* SUPPLIED DATA
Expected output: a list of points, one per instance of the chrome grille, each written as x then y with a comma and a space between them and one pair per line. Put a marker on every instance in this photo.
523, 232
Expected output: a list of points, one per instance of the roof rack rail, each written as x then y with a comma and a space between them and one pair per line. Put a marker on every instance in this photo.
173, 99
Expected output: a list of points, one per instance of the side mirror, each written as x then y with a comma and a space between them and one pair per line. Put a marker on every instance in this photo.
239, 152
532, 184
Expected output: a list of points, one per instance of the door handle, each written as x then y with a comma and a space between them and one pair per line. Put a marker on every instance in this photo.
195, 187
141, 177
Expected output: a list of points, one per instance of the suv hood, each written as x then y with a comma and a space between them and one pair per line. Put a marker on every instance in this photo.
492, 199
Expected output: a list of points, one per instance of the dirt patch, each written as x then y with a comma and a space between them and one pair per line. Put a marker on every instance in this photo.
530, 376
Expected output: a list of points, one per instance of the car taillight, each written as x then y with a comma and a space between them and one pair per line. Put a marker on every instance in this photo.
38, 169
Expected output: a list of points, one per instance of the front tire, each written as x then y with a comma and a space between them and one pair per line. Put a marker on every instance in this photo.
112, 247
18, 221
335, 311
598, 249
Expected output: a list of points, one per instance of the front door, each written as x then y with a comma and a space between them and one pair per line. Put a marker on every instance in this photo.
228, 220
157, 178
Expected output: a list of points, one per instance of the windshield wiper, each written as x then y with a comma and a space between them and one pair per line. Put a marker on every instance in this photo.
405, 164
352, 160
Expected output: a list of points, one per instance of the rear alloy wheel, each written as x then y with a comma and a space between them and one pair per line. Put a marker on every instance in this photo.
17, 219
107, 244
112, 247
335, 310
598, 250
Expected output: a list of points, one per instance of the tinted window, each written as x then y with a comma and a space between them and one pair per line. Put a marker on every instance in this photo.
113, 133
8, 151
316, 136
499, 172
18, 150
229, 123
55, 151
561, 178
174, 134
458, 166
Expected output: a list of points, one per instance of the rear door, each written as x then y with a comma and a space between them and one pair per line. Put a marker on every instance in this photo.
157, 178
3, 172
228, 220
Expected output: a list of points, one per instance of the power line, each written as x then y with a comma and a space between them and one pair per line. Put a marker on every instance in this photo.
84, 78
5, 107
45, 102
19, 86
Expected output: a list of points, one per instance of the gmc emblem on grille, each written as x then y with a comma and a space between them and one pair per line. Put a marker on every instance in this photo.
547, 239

* GOAL OF THE EXERCISE
Repeat back all of the material, character for character.

* ANSWER SECTION
Expected output: a list of points, one per instance of the chrome grille, each written as x then y with a comma and a space between them and one pair per line. Put a marker on every instance in this photo.
523, 232
Expected output: a list of points, one per instance of the roof rack rail, each written as x then y with a comma and a space between them and one pair per line. Put a marker on every instance in this photo.
173, 99
Expected output: a list of points, one per instance of the side mirror, each written as x then y with a comma and a space between them and one pair per line. Put a marker on every instance in this photo.
239, 152
532, 184
Expected output: a list of points, one per instance of the door handle, each written as x then y with a comma and a space between them and one pair per line. Put a marker on every instance in this photo.
195, 187
141, 177
Expected output: a list of points, one per instance of the suv hood, each written as x then y with a comma and a space between them and one pair per line. Put a marker on every instance in this photo.
492, 199
Expected output: a list of points, one per instance of the dirt patch, each written as x then y with a comma and a space between them and one pair per line. Put a marker on every instance in this photo.
530, 376
Expected output: a list of points, one per instance of the car taillight, each written as x then y with a comma and a space between them and one pair per line. Put a marker on every instance in this photo.
38, 169
Expected output: a list of points, one per instance of the front tire, each written as x then y with a comma and a space between them and one pair per line. Put a marker on every instance in this photo.
112, 247
18, 221
335, 311
598, 249
Expected output: a list of points, one per instance of the front door, each written as x then y with a comma and a space between them and one pair per line. Put a marker on every instance in this photo.
228, 220
157, 178
Expected output: a list of points, one per instance of the windshield wiper, each written as x then y with a comma and a space between them and one pair per line. Put a marker on every instance in this photo.
405, 164
352, 160
Expected output: a list of points, one per instance of the rear alloy wheel, each written as x then y with a comma and a space between them and one pair per line. Put a marker on every instance in this photo.
17, 219
107, 244
112, 247
335, 310
598, 250
Expected output: a list of points, one per instance of the tinted window, each written as x then y with a comma and a space between them and one pair per line. Put a marker on every instance in this photo.
113, 133
8, 151
316, 136
499, 172
18, 150
229, 123
55, 151
561, 178
174, 134
458, 166
Expected output: a list of points, one per instance of the rear door, each written as x then y with a comma and a space between them and one pair per line. Put a marker on every instance in this photo.
157, 178
3, 172
228, 220
Expected output: a list of points, one per instance of the power line, each written as x then y with a comma and a space between them and one pair per line. Put a marker on every instance in this photo.
84, 78
5, 107
45, 102
19, 86
Expected output: a list of points, one per instance of the gmc emblem on grille, each written as x then y with a comma and a space between them and one pair per line. Put a marker on every instance in this photo.
547, 239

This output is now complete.